▶ _Problem to work on_: In which lines of the data does the string "prompts" appear? Copy every one.

▶ _Material provided_:
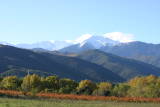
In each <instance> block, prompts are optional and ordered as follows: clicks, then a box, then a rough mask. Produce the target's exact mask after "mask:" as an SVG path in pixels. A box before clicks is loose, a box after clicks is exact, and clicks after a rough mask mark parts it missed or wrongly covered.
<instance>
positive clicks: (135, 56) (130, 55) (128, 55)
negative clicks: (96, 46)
mask: <svg viewBox="0 0 160 107" xmlns="http://www.w3.org/2000/svg"><path fill="white" fill-rule="evenodd" d="M101 50H102V51H105V52H108V53H112V54H115V55H118V56H122V57H127V58H131V59H136V60H139V61H143V62H145V63H148V64H152V65H154V66H157V67H160V44H150V43H144V42H130V43H125V44H121V45H117V46H111V47H108V46H104V47H102V48H101Z"/></svg>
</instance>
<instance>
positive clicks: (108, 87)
mask: <svg viewBox="0 0 160 107" xmlns="http://www.w3.org/2000/svg"><path fill="white" fill-rule="evenodd" d="M0 88H1V89H6V90H18V91H24V92H33V93H38V92H53V93H65V94H84V95H95V96H117V97H160V78H159V77H156V76H153V75H150V76H146V77H136V78H133V79H131V80H129V81H127V82H125V83H117V84H113V83H109V82H100V83H95V82H92V81H90V80H82V81H80V82H76V81H74V80H71V79H67V78H62V79H60V78H59V77H57V76H49V77H40V76H38V75H35V74H34V75H27V76H26V77H24V78H17V77H16V76H9V77H4V78H1V79H0Z"/></svg>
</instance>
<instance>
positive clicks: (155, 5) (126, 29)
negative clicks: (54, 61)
mask: <svg viewBox="0 0 160 107" xmlns="http://www.w3.org/2000/svg"><path fill="white" fill-rule="evenodd" d="M111 32H121V34H124V36H126V35H127V34H129V35H132V37H133V38H134V39H135V40H139V41H145V42H152V43H160V0H0V41H7V42H12V43H32V42H36V41H44V40H73V39H75V38H77V37H79V36H80V35H83V34H98V35H102V34H106V33H109V34H112V33H111ZM113 34H114V33H113ZM111 36H112V35H111Z"/></svg>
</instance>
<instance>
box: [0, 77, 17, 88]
mask: <svg viewBox="0 0 160 107" xmlns="http://www.w3.org/2000/svg"><path fill="white" fill-rule="evenodd" d="M1 85H2V87H3V88H5V89H9V90H16V89H18V88H19V87H20V80H19V79H18V78H17V77H16V76H8V77H5V78H3V80H2V82H1Z"/></svg>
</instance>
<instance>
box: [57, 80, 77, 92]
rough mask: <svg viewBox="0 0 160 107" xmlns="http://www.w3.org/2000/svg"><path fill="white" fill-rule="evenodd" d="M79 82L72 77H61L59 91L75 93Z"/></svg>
mask: <svg viewBox="0 0 160 107" xmlns="http://www.w3.org/2000/svg"><path fill="white" fill-rule="evenodd" d="M77 86H78V83H77V82H75V81H74V80H71V79H67V78H64V79H60V81H59V87H60V89H59V92H60V93H74V92H76V87H77Z"/></svg>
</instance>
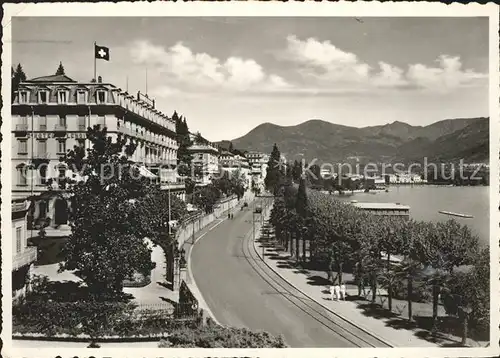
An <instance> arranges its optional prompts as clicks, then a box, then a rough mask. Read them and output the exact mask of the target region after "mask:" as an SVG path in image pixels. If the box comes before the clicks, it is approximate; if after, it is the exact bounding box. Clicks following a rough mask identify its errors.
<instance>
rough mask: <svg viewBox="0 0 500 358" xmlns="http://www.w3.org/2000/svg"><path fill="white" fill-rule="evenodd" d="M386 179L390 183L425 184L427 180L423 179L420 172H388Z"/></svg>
mask: <svg viewBox="0 0 500 358" xmlns="http://www.w3.org/2000/svg"><path fill="white" fill-rule="evenodd" d="M385 181H386V183H389V184H425V183H427V180H425V179H423V178H422V176H421V175H420V174H408V173H398V174H386V175H385Z"/></svg>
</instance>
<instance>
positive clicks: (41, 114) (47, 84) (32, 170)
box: [11, 75, 184, 264]
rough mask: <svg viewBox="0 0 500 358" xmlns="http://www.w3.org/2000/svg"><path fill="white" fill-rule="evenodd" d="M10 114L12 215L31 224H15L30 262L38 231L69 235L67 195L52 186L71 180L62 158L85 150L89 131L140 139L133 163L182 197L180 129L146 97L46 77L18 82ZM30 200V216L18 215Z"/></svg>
mask: <svg viewBox="0 0 500 358" xmlns="http://www.w3.org/2000/svg"><path fill="white" fill-rule="evenodd" d="M11 114H12V121H11V124H12V147H11V148H12V153H11V157H12V169H11V170H12V200H13V204H12V205H13V212H14V211H15V212H16V219H17V220H16V221H18V219H19V214H18V213H20V212H27V216H28V219H27V230H26V229H24V231H23V228H24V227H26V225H25V226H23V225H14V223H13V226H12V230H13V238H16V240H17V241H19V243H16V244H14V247H15V248H17V249H18V252H17V253H18V254H20V255H24V256H26V254H23V253H24V252H25V250H24V248H25V247H26V242H27V240H26V236H32V235H34V236H36V235H37V234H38V231H39V230H40V229H41V228H44V230H45V232H46V235H47V236H48V237H64V236H67V235H68V234H69V226H68V225H67V224H68V222H67V220H68V214H67V213H68V204H67V201H66V199H67V198H66V197H65V195H64V193H63V192H60V193H58V194H57V195H54V192H48V188H47V180H48V179H49V178H54V177H58V176H66V175H73V174H74V173H72V172H71V171H70V169H71V168H66V167H65V164H64V163H62V162H60V160H59V158H60V157H61V156H63V155H64V154H65V153H66V152H67V151H68V150H69V149H72V148H73V147H74V146H83V147H87V148H88V147H89V146H90V142H89V140H87V139H86V132H87V128H88V127H93V126H94V125H96V124H99V125H100V126H101V128H102V127H106V128H107V130H108V134H109V136H110V137H111V138H112V139H113V140H114V139H116V138H117V136H118V135H119V134H121V135H122V136H125V137H126V138H133V139H135V140H138V142H139V145H138V147H137V149H136V151H135V153H134V154H133V157H132V158H131V160H133V161H134V162H136V163H137V165H138V166H139V168H140V170H141V173H143V175H144V176H149V177H151V179H152V180H157V181H159V182H161V183H162V184H163V186H164V187H165V186H167V187H169V188H171V189H172V191H173V194H177V195H180V196H184V193H183V189H184V186H183V185H182V184H181V183H176V180H177V178H176V174H175V173H176V171H175V168H176V166H177V150H178V144H177V142H176V137H175V123H174V121H173V120H172V119H171V118H169V117H168V116H167V115H165V114H163V113H161V112H160V111H158V110H157V109H156V108H155V102H154V100H151V99H149V98H148V97H147V96H146V95H143V94H141V93H137V96H132V95H130V94H128V93H127V92H125V91H123V90H121V89H119V88H117V87H115V86H114V85H112V84H109V83H102V80H101V79H100V78H99V79H98V80H97V82H91V83H78V82H76V81H74V80H72V79H71V78H69V77H67V76H65V75H54V76H46V77H39V78H34V79H32V80H29V81H25V82H22V83H21V84H20V86H19V89H18V91H16V93H15V96H14V98H12V107H11ZM32 197H34V198H36V200H34V201H33V202H32V204H31V207H30V210H26V209H25V210H24V211H23V210H20V209H19V208H20V207H21V206H23V205H24V204H22V203H24V202H25V200H26V199H27V198H32ZM23 207H24V206H23ZM13 215H14V214H13ZM19 228H21V230H20V229H19ZM15 255H16V252H15V253H14V256H15ZM24 256H23V257H24ZM30 257H31V258H33V257H32V256H30ZM35 259H36V257H35ZM24 261H26V260H24ZM28 264H29V263H28Z"/></svg>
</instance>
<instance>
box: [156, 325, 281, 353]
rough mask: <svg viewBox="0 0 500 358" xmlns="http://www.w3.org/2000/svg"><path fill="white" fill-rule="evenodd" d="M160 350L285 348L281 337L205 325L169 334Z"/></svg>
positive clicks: (224, 327) (235, 328) (262, 332)
mask: <svg viewBox="0 0 500 358" xmlns="http://www.w3.org/2000/svg"><path fill="white" fill-rule="evenodd" d="M158 346H159V347H160V348H196V347H199V348H285V347H286V344H285V341H284V340H283V338H282V337H281V336H278V337H274V336H272V335H270V334H269V333H267V332H252V331H250V330H248V329H246V328H233V327H223V326H219V325H207V326H202V327H198V328H196V329H192V328H187V327H186V328H181V329H176V330H174V331H173V332H171V333H170V334H169V335H168V337H167V338H166V340H165V341H160V343H159V345H158Z"/></svg>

▶ _Task solution_:
In each <instance> block, prompts are optional and ordered as follows: clicks, then a box, then a rough mask. Produce the target's exact mask after "mask:" as an SVG path in pixels. A box before clicks is loose, a box after clicks is exact, and clicks after a rough mask mark parts it missed or wrongly covered.
An <instance> arranges its optional prompts as clicks, then a box, then a rough mask. Read them and output the exact mask of the target region after "mask:" as an SVG path in image pixels. If the box comes before the clicks, it is approximate; if after, it is the exact bounding box. Clicks following a rough mask identify its errors.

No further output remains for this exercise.